# [TASK BRIEF]
Extract the lines from the records below, starting at the line that contains "Where can the french" and ending with the last line of the records, and repeat them exactly.

[Collection entries]
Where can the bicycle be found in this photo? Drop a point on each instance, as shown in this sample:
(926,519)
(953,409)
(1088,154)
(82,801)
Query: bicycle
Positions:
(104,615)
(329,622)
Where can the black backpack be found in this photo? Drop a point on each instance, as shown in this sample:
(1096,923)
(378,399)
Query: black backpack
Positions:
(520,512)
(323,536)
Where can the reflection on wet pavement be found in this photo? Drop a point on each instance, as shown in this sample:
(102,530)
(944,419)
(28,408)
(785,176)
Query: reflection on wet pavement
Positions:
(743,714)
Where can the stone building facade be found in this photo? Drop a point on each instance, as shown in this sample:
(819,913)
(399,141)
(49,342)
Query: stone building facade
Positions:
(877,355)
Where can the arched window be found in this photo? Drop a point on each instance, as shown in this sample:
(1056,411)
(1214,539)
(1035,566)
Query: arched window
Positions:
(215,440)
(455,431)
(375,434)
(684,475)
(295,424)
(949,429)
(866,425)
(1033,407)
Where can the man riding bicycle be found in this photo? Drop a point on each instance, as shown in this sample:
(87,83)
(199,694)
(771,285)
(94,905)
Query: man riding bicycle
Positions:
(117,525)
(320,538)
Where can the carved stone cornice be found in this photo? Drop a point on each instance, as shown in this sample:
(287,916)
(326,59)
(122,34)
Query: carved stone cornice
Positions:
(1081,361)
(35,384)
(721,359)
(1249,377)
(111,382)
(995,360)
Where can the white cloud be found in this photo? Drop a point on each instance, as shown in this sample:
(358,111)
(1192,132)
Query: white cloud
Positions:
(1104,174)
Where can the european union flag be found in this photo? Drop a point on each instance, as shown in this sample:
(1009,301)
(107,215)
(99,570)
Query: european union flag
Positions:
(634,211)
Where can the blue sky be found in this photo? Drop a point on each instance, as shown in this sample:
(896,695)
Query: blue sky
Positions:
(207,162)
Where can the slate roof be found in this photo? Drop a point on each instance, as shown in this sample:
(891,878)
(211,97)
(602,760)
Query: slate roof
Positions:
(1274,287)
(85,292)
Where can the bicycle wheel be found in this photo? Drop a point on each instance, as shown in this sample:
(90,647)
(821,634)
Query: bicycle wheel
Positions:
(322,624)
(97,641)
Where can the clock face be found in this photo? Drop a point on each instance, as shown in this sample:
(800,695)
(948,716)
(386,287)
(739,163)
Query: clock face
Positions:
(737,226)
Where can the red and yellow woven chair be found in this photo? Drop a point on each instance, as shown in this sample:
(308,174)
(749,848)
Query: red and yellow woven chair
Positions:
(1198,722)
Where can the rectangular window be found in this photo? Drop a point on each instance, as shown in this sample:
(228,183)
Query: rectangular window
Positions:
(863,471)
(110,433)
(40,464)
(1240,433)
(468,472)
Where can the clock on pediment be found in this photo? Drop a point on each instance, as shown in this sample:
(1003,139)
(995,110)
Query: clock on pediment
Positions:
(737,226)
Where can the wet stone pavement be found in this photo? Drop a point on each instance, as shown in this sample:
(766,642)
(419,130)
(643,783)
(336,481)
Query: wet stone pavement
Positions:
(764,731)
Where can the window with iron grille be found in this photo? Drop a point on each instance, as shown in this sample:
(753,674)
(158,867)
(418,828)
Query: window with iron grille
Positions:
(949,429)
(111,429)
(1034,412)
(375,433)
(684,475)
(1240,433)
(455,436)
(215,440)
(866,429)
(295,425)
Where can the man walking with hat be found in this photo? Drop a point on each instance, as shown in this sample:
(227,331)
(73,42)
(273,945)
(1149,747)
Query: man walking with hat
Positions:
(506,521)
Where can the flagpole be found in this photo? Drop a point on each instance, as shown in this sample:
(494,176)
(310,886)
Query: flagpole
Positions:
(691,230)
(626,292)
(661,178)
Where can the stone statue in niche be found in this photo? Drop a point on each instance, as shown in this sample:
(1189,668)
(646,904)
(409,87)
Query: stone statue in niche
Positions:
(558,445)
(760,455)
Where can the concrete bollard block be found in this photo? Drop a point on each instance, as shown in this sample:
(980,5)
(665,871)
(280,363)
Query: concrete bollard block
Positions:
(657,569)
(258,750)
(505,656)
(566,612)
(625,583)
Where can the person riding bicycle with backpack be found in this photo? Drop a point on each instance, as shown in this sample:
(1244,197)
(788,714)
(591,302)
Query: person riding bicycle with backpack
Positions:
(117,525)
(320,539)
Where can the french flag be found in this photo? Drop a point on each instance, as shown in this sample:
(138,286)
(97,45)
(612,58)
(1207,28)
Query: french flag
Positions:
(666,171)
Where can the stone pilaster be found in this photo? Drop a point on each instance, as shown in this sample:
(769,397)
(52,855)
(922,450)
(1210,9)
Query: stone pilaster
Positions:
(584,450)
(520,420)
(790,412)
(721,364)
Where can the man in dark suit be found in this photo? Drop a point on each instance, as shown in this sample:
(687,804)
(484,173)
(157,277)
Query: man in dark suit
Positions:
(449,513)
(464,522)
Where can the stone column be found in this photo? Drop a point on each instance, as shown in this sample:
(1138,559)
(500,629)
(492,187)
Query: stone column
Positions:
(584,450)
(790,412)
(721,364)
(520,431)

# [WRITTEN RESPONSE]
Where can the french flag be found in this photo? Drop a point on each instance, as shown in this sample:
(138,286)
(97,45)
(612,58)
(1207,28)
Query: french flag
Positions:
(666,171)
Where can the stone pilaster be found in this photo? Drop a point on each instance, as shown in this sample:
(769,397)
(52,855)
(922,450)
(1210,9)
Query: stone pilaster
Positions:
(584,450)
(520,420)
(790,412)
(721,364)
Where can the man in dark suit be found in this photo? Drop a point on each instance, as shown in this sample:
(687,804)
(484,173)
(157,277)
Query: man in dark suit
Positions:
(449,513)
(464,522)
Where can the stone column be found in this photo? Drop a point on each instance, as shown in this sample:
(1138,559)
(500,629)
(492,187)
Query: stone column
Positions:
(584,450)
(790,412)
(721,364)
(520,431)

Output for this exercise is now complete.